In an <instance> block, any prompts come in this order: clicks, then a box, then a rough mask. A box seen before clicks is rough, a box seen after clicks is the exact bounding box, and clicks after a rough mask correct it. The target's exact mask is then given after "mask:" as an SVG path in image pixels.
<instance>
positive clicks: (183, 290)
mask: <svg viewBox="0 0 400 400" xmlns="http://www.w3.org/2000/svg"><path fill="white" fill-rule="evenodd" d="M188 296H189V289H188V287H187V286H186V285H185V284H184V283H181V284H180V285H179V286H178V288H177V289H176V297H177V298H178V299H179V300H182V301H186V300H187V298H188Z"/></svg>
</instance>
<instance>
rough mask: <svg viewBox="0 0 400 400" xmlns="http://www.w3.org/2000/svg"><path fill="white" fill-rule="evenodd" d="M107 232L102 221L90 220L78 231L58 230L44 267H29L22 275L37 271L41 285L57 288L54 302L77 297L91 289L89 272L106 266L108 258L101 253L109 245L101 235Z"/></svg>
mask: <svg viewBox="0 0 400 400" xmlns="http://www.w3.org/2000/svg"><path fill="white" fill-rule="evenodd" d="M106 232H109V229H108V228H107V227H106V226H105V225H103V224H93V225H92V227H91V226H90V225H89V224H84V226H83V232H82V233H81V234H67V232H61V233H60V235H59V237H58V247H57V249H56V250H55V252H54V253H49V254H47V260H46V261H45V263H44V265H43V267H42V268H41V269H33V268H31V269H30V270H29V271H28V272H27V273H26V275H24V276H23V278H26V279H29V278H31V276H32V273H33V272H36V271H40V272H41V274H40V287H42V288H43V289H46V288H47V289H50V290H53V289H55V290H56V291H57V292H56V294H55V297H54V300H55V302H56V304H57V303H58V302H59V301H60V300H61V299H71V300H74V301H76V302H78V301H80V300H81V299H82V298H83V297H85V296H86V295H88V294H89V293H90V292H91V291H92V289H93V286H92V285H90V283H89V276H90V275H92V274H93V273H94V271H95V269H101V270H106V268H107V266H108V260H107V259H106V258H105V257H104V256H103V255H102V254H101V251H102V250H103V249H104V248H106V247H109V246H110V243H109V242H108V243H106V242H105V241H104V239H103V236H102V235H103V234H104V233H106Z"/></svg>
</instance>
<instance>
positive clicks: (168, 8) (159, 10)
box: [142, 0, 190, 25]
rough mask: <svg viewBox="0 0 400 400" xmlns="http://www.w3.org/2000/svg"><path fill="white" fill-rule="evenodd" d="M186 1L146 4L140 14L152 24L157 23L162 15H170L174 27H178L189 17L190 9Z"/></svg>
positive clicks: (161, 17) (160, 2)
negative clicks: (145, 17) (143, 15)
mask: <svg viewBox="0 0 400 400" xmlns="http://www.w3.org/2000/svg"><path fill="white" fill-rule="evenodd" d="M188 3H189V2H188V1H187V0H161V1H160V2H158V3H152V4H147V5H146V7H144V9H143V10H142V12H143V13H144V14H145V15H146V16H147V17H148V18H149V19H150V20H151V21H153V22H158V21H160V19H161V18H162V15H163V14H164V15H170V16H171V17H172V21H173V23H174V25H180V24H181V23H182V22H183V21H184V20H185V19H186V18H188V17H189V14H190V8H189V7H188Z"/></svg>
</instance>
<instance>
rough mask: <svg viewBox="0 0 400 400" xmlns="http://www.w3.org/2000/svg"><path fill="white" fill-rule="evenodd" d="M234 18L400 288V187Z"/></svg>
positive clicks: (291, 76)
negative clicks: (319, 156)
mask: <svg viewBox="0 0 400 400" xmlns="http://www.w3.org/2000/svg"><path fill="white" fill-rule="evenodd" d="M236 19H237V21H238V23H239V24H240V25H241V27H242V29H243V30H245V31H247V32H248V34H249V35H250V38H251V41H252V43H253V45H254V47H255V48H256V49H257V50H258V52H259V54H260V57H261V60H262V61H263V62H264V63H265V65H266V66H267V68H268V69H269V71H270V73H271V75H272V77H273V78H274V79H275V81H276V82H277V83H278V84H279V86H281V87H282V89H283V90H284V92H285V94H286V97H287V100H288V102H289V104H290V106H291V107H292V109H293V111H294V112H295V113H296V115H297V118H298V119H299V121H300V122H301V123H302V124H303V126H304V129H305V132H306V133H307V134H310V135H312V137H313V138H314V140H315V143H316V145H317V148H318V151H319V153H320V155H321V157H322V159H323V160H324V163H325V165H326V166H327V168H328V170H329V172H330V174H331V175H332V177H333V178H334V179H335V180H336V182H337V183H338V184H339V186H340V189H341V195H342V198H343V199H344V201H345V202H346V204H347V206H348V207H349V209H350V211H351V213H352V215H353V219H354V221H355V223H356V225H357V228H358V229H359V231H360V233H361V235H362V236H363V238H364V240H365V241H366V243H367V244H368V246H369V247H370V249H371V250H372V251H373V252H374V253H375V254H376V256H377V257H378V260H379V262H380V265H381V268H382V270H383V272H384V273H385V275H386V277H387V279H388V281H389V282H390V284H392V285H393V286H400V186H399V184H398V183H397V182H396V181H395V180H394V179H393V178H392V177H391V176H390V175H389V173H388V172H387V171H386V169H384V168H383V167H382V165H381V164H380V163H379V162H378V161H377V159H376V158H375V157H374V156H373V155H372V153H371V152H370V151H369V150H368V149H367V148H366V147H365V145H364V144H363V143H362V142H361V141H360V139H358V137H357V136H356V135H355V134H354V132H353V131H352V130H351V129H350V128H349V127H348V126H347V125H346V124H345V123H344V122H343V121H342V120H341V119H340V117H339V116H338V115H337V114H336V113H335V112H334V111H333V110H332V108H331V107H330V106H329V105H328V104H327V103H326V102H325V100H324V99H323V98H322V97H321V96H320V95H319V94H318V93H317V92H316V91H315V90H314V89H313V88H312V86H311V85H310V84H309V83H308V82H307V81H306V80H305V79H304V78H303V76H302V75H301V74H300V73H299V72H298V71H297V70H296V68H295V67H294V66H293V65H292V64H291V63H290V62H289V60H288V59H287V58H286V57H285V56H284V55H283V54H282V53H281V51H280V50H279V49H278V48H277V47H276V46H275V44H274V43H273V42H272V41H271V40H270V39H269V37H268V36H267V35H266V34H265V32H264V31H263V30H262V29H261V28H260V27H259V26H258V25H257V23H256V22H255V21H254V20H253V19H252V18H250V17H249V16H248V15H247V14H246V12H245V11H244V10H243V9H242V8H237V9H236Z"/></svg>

__The problem__.
Output the stretch of rows from the line containing "negative clicks: (145, 17) (143, 15)" through the line containing "positive clicks: (291, 76)", both included, as a JSON list of strings with one string per line and blank lines omitted.

__Solution__.
[
  "negative clicks: (145, 17) (143, 15)",
  "mask: <svg viewBox=\"0 0 400 400\" xmlns=\"http://www.w3.org/2000/svg\"><path fill=\"white\" fill-rule=\"evenodd\" d=\"M188 3H189V2H188V1H187V0H161V1H160V2H158V3H152V4H147V5H146V7H144V9H143V10H142V12H143V13H144V14H145V15H146V16H147V17H148V18H149V19H150V20H151V21H153V22H158V21H160V19H161V18H162V15H163V14H164V15H170V16H171V17H172V21H173V23H174V25H180V24H181V23H182V22H183V21H184V20H185V19H186V18H188V17H189V14H190V8H189V7H188Z\"/></svg>",
  "</instance>",
  "<instance>",
  "rough mask: <svg viewBox=\"0 0 400 400\" xmlns=\"http://www.w3.org/2000/svg\"><path fill=\"white\" fill-rule=\"evenodd\" d=\"M234 18L400 288V187Z\"/></svg>",
  "positive clicks: (291, 76)"
]